§ **WHAT YOU WILL DO**
1 > Please duplicate the passage on managerial competence in Ghanaian banking from "Additionally, despite the" up to and including "in existing studies.".
2 > In the passage on managerial competence in Ghanaian banking, which five competencies does the holistic-domain model capture?

§ **TEXT PASSAGE**
_ _ _ _ _ _ _

It is widely accepted that the survival of commercial banks depends largely on their financial performance (Cull et al., 2007), and the performance of the banking sector also largely hinges on the competency of bank managers providing leadership for these banks. Thus, studies on managerial competencies in the banking sector have become more important than before. Meanwhile, existing studies by Laura et al. (2021), Oduro-Nyarko (2019), Sanda (2011), Ssekakubo et al. (2014) have also been limited to managerial competence and financial performance of small businesses. A study by Heerdegen et al. (2020) focused on managerial capacity among district health managers in selected districts in the Volta Region of Ghana, and that of Segbenya et al. (2021) was also limited to employee competencies and employability skills. Thus, there are limited studies on how managerial competence can help address the performance-related challenges in the Ghanaian banking sector.

In terms of what is known in the existing literature, it is clear that managerial competence is very important for providing leadership for the attainment of organisational goals (Laura et al., 2021). The relevance of managerial competence assertion was established by existing studies by Laura et al. (2021), Oduro-Nyarko (2019), Sanda (2011), Ssekakubo et al. (2014) among entrepreneurs, and in the health sector, among others. Existing studies were largely carried out in developed economies, creating a contextual gap. Meanwhile, previous studies failed to critically examine how managerial competence relates to managerial performance in the banking sector, creating a conceptual gap. The methodology deployed for analysis for previous studies has been either descriptive or inferential analysis but without the use of partial least square structural equation modelling (PLS-SEM), creating a methodological gap. Yet, the PLS-SEM method of data analysis is a fourth-generation data analysis that has been very effective in establishing a relationship between variables better than earlier third-generation data analytical tools used by previous studies (Hair et al., 2017; Segbenya, 2012).

Additionally, despite the significant performance-related difficulties such as suspending the licences of new banks and recording of fraud cases in the banking sector of Ghana, it is very difficult to find adequate literature on how the managerial competence of bank managers contributed to these challenges. For this purpose, this study examines the influence of managerial competence on managerial performance in the banking sector of Ghana from the developing economy perspective. These competencies have also been studied from the behavioural, functional and job competency perspectives based on the holistic-domain theory of managerial competencies, which was not the case in existing studies.

Literature review and hypotheses development

This part of the paper addresses the theoretical underpinnings of the study, a conceptual examination of its variables, and how those factors relate to the specific assumptions that the study is based on. The model used to illustrate the theoretical perspective of this study was Assumeng (2014) holistic-domain model of managerial competencies. The behavioural, functional and job competency models are all incorporated into the holistic-domain model of managerial competency (Cheetham & Chivers, 1996, 1998). The model offers additional abilities while incorporating the key elements emphasised by the behavioural, functional and job competency models. Thus, compared to behavioural, functional and job competency models, the holistic approach seems to be more complete. The holistic-domain model of managerial competency has an expanded domain as it captures five key domains essential for managerial performance. The five competencies are technical or business competence, intrapersonal competence, interpersonal competence, leadership competence and career and mentoring competence or skills.

_ _ _ _ _ _ _

§ **Image region labeling rows**

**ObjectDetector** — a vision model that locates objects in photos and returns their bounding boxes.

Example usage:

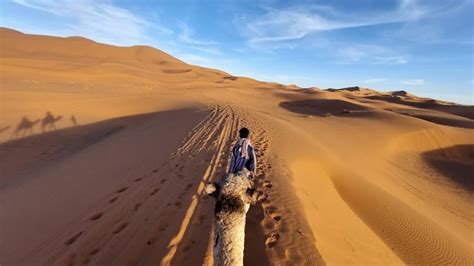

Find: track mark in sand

[263,180,273,190]
[112,223,128,234]
[115,187,128,193]
[272,215,281,222]
[160,106,235,265]
[64,231,84,246]
[265,232,280,248]
[89,212,104,221]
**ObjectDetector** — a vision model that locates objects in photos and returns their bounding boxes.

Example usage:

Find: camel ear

[204,183,219,198]
[245,188,258,204]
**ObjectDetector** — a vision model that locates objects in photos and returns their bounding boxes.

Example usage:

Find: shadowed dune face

[364,95,474,119]
[422,144,474,194]
[395,110,474,128]
[279,99,370,116]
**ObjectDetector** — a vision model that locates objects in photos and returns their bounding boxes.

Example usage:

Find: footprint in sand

[84,248,100,264]
[112,223,128,234]
[265,232,280,248]
[158,224,168,232]
[146,237,156,246]
[184,183,193,191]
[116,187,128,193]
[150,188,160,196]
[257,191,268,201]
[64,231,84,246]
[89,212,104,221]
[133,203,142,211]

_ _ _ _ _ _ _

§ **EXPECTED RESPONSES**
1 >
Additionally, despite the significant performance-related difficulties such as suspending the licences of new banks and recording of fraud cases in the banking sector of Ghana, it is very difficult to find adequate literature on how the managerial competence of bank managers contributed to these challenges. For this purpose, this study examines the influence of managerial competence on managerial performance in the banking sector of Ghana from the developing economy perspective. These competencies have also been studied from the behavioural, functional and job competency perspectives based on the holistic-domain theory of managerial competencies, which was not the case in existing studies.

2 > Technical or business competence, intrapersonal competence, interpersonal competence, leadership competence, and career and mentoring competence or skills.